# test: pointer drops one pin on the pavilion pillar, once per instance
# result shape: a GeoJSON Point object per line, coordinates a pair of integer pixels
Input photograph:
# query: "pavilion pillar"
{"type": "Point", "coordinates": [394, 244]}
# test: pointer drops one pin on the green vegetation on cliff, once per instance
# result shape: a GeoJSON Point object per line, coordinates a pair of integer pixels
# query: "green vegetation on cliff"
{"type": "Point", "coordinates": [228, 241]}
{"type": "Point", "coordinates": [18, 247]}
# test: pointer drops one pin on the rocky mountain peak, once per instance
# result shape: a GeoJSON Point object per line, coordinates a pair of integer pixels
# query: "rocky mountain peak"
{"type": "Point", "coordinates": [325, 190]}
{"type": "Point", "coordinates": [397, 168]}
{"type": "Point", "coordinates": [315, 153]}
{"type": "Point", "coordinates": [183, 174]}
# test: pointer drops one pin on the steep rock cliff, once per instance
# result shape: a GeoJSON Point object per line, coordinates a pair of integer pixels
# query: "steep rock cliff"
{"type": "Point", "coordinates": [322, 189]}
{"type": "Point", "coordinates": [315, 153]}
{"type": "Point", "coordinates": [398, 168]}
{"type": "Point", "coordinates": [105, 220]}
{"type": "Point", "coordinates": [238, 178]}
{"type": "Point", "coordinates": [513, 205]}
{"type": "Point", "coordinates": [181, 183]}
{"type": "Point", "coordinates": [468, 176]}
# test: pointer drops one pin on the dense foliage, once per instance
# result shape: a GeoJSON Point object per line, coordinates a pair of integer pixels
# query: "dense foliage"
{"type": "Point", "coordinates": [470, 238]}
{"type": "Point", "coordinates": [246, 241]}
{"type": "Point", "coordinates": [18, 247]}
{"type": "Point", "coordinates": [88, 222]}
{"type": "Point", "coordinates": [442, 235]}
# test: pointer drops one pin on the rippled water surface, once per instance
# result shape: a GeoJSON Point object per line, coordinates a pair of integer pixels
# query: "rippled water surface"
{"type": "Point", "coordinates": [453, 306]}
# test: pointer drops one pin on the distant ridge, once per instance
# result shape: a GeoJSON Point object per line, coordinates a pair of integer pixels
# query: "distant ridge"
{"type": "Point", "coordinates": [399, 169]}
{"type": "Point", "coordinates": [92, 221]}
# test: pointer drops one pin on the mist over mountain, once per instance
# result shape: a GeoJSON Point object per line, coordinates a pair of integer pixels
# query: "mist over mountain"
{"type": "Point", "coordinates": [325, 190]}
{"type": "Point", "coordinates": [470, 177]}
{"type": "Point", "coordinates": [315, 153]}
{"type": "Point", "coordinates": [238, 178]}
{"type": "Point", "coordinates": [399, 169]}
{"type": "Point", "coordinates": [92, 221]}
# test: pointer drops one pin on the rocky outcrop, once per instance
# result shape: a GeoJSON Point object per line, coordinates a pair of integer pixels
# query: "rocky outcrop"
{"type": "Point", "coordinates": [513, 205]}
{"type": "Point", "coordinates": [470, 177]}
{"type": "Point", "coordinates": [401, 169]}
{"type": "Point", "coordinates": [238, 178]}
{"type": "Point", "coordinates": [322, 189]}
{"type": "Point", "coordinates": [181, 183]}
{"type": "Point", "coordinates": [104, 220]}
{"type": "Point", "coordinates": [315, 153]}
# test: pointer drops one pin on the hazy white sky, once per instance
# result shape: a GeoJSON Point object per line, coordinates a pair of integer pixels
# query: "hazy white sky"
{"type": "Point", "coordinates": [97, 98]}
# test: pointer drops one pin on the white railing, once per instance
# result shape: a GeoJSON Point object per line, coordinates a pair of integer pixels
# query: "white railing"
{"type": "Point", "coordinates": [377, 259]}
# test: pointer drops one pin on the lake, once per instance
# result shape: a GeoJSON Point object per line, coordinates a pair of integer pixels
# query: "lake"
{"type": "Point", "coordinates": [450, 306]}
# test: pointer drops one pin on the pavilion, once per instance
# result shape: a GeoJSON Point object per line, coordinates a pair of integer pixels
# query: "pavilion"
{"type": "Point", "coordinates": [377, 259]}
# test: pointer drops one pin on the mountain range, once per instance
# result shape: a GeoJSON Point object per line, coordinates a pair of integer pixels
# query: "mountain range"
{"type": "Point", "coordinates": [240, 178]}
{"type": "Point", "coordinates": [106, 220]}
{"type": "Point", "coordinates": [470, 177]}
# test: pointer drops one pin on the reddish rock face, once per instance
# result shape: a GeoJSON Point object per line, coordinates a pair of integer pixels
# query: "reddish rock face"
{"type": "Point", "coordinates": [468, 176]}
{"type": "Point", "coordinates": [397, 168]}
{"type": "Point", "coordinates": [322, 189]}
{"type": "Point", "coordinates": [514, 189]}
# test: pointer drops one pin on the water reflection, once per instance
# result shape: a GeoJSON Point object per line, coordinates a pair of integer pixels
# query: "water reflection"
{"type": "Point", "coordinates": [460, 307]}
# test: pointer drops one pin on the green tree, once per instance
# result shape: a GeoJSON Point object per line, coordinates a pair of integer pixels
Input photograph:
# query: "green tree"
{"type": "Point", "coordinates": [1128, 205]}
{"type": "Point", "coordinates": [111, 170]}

■ ■ ■

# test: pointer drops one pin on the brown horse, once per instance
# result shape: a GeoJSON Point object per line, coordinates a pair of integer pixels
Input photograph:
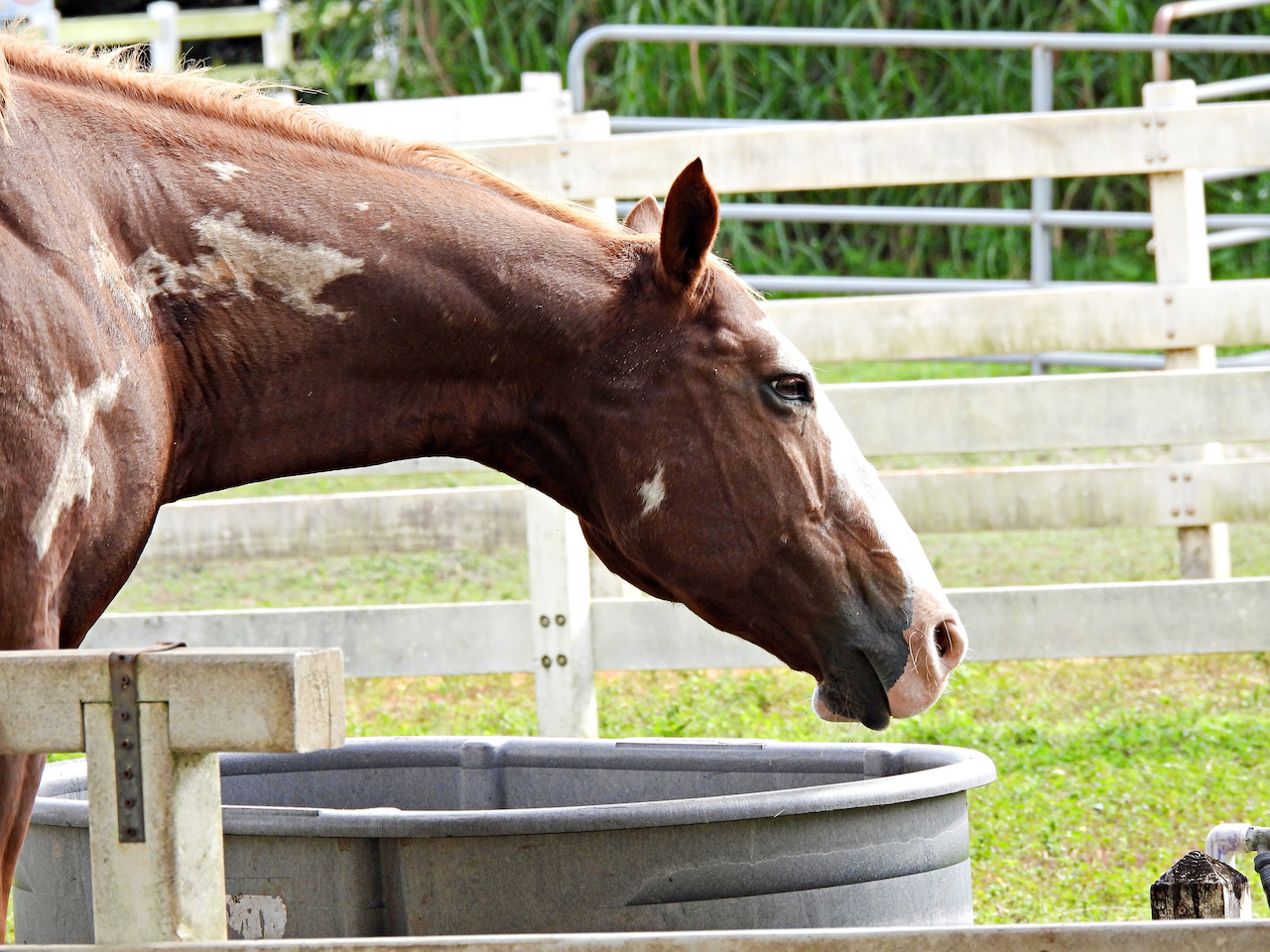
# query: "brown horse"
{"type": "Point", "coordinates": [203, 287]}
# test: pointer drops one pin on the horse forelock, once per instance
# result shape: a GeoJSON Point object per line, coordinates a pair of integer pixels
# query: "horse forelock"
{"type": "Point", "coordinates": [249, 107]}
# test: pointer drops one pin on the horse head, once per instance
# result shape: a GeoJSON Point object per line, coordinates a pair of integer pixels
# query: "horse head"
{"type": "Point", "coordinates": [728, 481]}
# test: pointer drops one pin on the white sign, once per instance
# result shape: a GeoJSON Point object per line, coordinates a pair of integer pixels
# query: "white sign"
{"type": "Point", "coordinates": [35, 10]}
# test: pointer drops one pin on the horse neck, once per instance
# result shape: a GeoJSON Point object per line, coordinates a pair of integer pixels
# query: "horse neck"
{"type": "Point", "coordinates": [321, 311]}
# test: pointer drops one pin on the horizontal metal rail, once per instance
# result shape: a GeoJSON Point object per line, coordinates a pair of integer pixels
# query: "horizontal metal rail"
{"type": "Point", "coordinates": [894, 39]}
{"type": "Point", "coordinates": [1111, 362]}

■ ■ ■

## What is needed
Count the lines in the items above that contain the string "ridge". Reply with the number alone.

## Full solution
2